— Task brief —
An exact transcription of all the data is required; the pictures are to be left out.

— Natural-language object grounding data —
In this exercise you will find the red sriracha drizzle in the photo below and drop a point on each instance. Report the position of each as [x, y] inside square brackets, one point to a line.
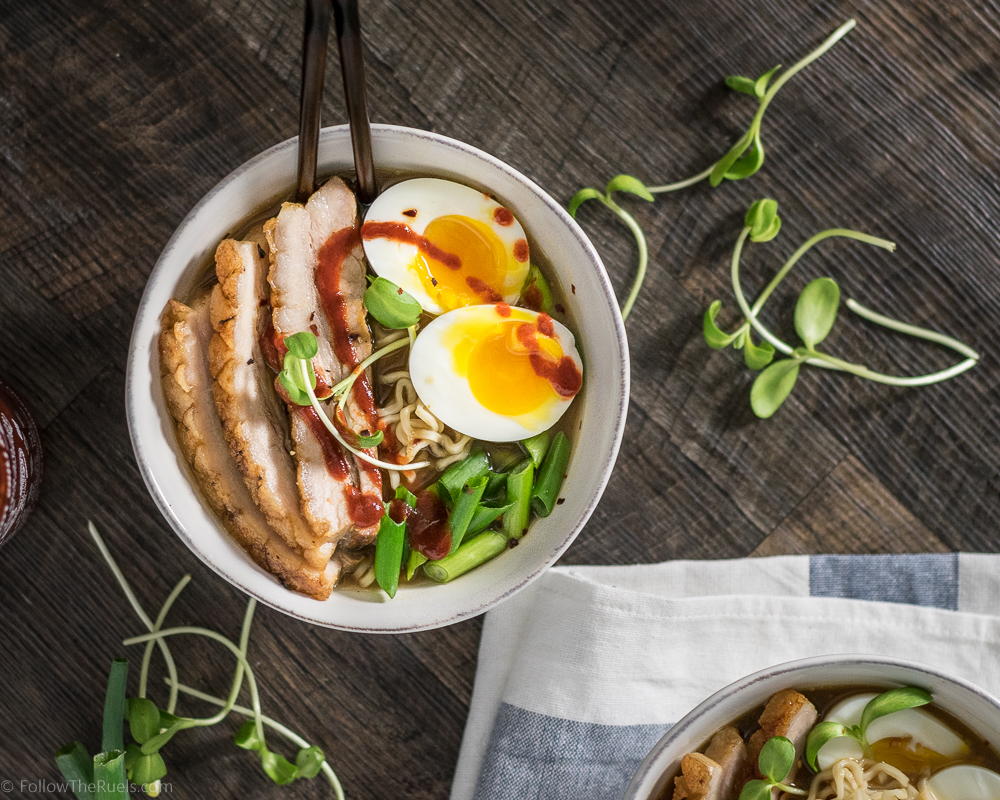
[563, 374]
[399, 232]
[427, 527]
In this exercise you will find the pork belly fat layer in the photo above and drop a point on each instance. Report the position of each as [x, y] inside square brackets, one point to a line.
[254, 418]
[790, 714]
[700, 779]
[187, 386]
[297, 237]
[728, 750]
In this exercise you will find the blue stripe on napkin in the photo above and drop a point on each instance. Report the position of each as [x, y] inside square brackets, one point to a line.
[919, 580]
[533, 755]
[537, 756]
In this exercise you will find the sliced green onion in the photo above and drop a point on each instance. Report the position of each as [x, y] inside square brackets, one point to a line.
[470, 555]
[77, 767]
[109, 776]
[505, 455]
[551, 476]
[402, 493]
[415, 562]
[537, 446]
[484, 517]
[519, 481]
[389, 553]
[475, 465]
[496, 489]
[465, 507]
[114, 706]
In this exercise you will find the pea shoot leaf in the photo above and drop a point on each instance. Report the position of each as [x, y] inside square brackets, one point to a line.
[776, 758]
[715, 338]
[730, 158]
[309, 761]
[819, 736]
[747, 164]
[761, 215]
[773, 386]
[757, 357]
[893, 700]
[740, 84]
[391, 305]
[246, 736]
[147, 769]
[626, 183]
[581, 197]
[366, 442]
[302, 345]
[756, 790]
[278, 768]
[816, 311]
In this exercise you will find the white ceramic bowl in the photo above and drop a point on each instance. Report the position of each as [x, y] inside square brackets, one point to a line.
[600, 337]
[973, 706]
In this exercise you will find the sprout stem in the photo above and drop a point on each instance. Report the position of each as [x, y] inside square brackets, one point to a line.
[912, 330]
[640, 240]
[148, 653]
[242, 666]
[673, 187]
[273, 724]
[304, 365]
[140, 612]
[830, 362]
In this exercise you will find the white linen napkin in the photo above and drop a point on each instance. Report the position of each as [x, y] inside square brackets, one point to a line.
[582, 672]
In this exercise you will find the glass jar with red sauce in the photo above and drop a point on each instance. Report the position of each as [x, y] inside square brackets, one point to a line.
[20, 462]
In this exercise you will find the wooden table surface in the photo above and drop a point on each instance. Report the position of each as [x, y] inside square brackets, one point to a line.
[116, 117]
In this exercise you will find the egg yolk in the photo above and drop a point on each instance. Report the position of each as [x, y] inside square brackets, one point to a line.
[496, 359]
[908, 755]
[472, 263]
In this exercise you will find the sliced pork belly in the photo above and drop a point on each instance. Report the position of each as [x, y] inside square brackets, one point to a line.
[789, 714]
[728, 750]
[701, 778]
[254, 418]
[187, 385]
[317, 281]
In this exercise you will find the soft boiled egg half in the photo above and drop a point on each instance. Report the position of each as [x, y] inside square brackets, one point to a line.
[496, 372]
[906, 739]
[446, 244]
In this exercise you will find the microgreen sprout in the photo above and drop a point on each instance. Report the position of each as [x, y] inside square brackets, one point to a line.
[815, 313]
[775, 762]
[298, 378]
[880, 706]
[151, 727]
[393, 307]
[742, 160]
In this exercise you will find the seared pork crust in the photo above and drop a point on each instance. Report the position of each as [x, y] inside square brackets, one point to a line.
[254, 418]
[295, 238]
[187, 385]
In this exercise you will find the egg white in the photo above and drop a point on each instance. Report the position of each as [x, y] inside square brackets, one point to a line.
[965, 782]
[449, 396]
[432, 198]
[924, 728]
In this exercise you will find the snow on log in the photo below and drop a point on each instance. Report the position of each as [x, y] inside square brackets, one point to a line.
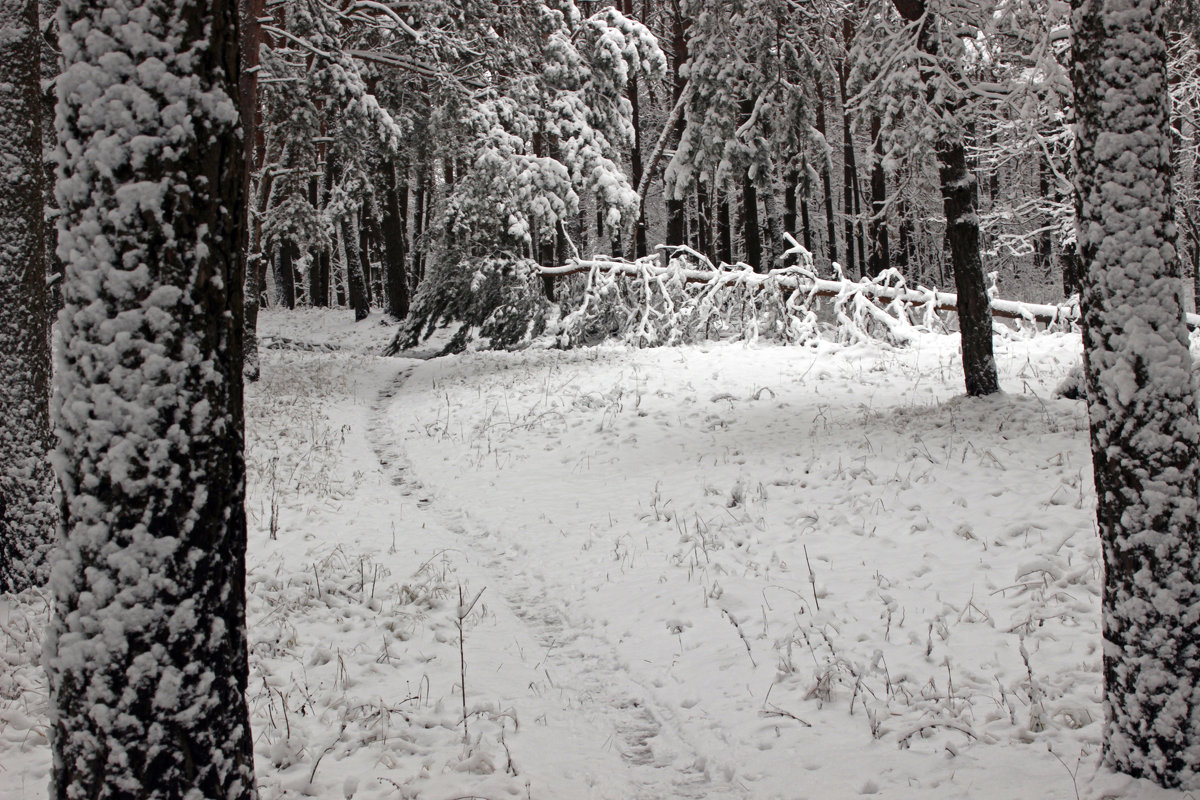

— Result of the exercise —
In this exercise you will find the red sriracha drizzle in the photo below and drop a point on each instance. Report the position of each as [x, y] inside square brackets, one point to a line.
[563, 374]
[399, 232]
[427, 527]
In this exercise you will find the pork belly fat layer in the photo above and drop a point on each instance. Report the position of each as [x, y] inside square brackets, one point to a line.
[254, 418]
[790, 714]
[700, 779]
[187, 386]
[297, 237]
[728, 750]
In this exercise you will find the blue stripe on napkin in the photo above and drop a point on each instance. Report the position of each as [x, y] inside square brackets, one point to a line.
[919, 580]
[533, 755]
[537, 756]
In this exercise you will find the sliced green onion in the photo above and drop a point on each instance. Report the position of each as [x, y] inside square brackets, one point to a line.
[470, 555]
[77, 767]
[109, 776]
[505, 455]
[551, 476]
[402, 493]
[415, 562]
[537, 446]
[484, 517]
[519, 481]
[389, 553]
[475, 465]
[496, 489]
[465, 507]
[114, 706]
In this exercise you will find the pea shoot leaf in the photo above and drop a point on each instance. Report the position of each as [x, y] inside square brackets, one point to a line.
[776, 758]
[715, 338]
[730, 158]
[309, 761]
[819, 736]
[747, 164]
[761, 215]
[773, 386]
[757, 357]
[893, 700]
[740, 84]
[391, 305]
[246, 736]
[147, 769]
[626, 183]
[581, 197]
[366, 442]
[302, 345]
[756, 790]
[278, 768]
[816, 311]
In this exercise you will find the white ceramic bowl in the photo above and drop a point on each instance. Report the position of each as [x, y] inside square brackets, one point to a line.
[600, 337]
[973, 706]
In this exercise you will find the sprout stem in the photo above and drop a point on each instance. Report the position of each as [x, y] inside square brackets, one point to a line.
[912, 330]
[640, 240]
[148, 653]
[242, 666]
[673, 187]
[273, 724]
[304, 365]
[140, 612]
[830, 362]
In this exercise you will find the white linen napkin in the photo above and drop a point on each instance. Report the position of each as [x, y] inside square brackets, one point to a line.
[582, 672]
In this exercise you will find the glass jar with red sauce in the photo above and drop a point on each instance. Report the position of each as [x, y] inside square brackets, one point to a line.
[20, 462]
In this exercise you will find the wooden table surface in the photo above and drop a point on each instance. Report the position of each as [x, y] inside square brackets, one point to a line.
[116, 117]
In this exercise you will find the egg yolk in the photo above and drop a point on each instance. Report the position of each as [x, y] inside square brackets, one point to a line.
[496, 359]
[908, 755]
[472, 263]
In this exercise you will find the sliced pork belly in the photo above and drop a point on each instance. Report the position of each as [x, y] inside square brackets, one point to a line.
[789, 714]
[728, 750]
[701, 778]
[254, 418]
[187, 385]
[317, 281]
In this exercise you will find the soft boiled egg half in the photo above and drop a point on each instance. Report the position of each as [x, y] inside square brackets, one point to a line.
[496, 372]
[906, 739]
[446, 244]
In this exercise you will find the microgreen sprout in the photo above and drop a point on each instance. Report the position of each as [x, y] inside square brackets, one point to a line.
[815, 313]
[775, 762]
[298, 378]
[880, 706]
[151, 727]
[393, 307]
[742, 160]
In this exercise you will find the seared pork crust in the photo above and drop a point on each instance. Report the position of each as [x, y] inside square brackets, one point to a line.
[254, 418]
[295, 238]
[187, 385]
In this exercise you will find the egg white in the photo above and drop a point on each instance. Report the position of each as [x, y] inside square brackets, one point to a line.
[965, 782]
[449, 396]
[432, 198]
[924, 728]
In this exercise you will find the snow on log in the photo below and drop a point on each instance. Report the position of each as [x, y] inside square brackets, one point to a line.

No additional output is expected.